== Exercise requirements ==
1: List the kinds of animals that, according to the painting commentary, the artist painted in pairs on the bridge.
2: Write out the painting commentary word for word, beginning at the words "The herd of" and stopping after "notion of transformation.".

— Start Given text —

Although the surrealistic influence is new, this painting still shows his meticulous rendering of the built world, with a wood-paneled dwelling dominating the top right third of the painting. Its blue eaves and window edges "rhyme" with the blue of the sky. The two dormers stick out of the house's face at improbable angles, the one in the background seeming subject to the pull of the arc of the brick structure. This structure itself suggests a bridge, with the water underneath likewise at a surprising angle to the bridge. This water is painted as if the viewer is looking into a well. The water is implied skillfully through the presence of ripples, but ultimately left transparent, so the viewer can see a small clutch of narwhales.
To the right of the painting, the bricks lose their cohesiveness in a furious fire that evokes creation and destruction simultaneously. Creation is suggested through the connotative association of bricks to the ovens in which the materials of earth are transformed into bricks by human labour. All the elements are represented. A herd of land animals gathers at the apex of the brick bridge; narwhales swim in the pebble-bedded well water; and two butterflies dominate the air in the upper left third of the painting. The tree, emerging out of the clouds in the sky, is an organism of the earth; half of the tree in reality -- the root system -- hides underground.
The herd of animals on the bridge are painted in a more ambiguous manner than the incredible detail of other areas of the painting. When I spoke with the artist, he said he painted pairs of animals – giraffes, elephants, seals, deer, and bears – to represent in partial form the story of Noah's Ark, which puns on the arc-like curve of many of the lines of the painting. Putting the focus on the butterflies effectively challenges the tradition of centering the focus of the painting, and emphasizes the notion of transformation.

— End Given text —
— Start Data excerpt —

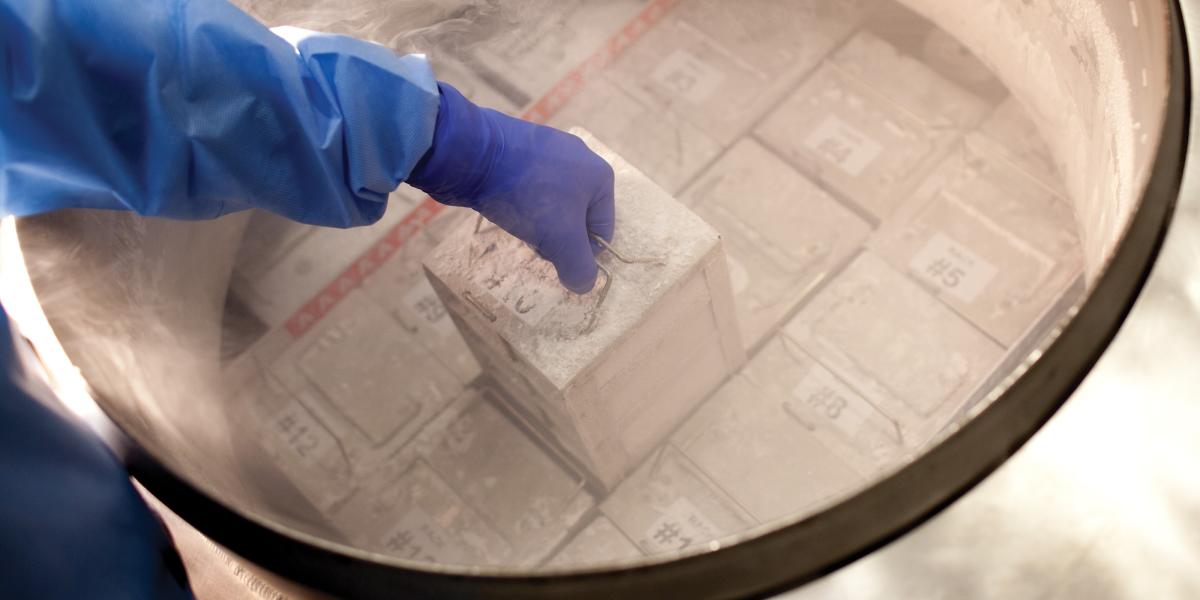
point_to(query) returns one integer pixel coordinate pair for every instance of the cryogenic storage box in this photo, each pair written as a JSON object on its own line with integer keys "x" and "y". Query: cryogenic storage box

— End Data excerpt —

== Solutions per task ==
1: giraffes, elephants, seals, deer, bears

2:
The herd of animals on the bridge are painted in a more ambiguous manner than the incredible detail of other areas of the painting. When I spoke with the artist, he said he painted pairs of animals – giraffes, elephants, seals, deer, and bears – to represent in partial form the story of Noah's Ark, which puns on the arc-like curve of many of the lines of the painting. Putting the focus on the butterflies effectively challenges the tradition of centering the focus of the painting, and emphasizes the notion of transformation.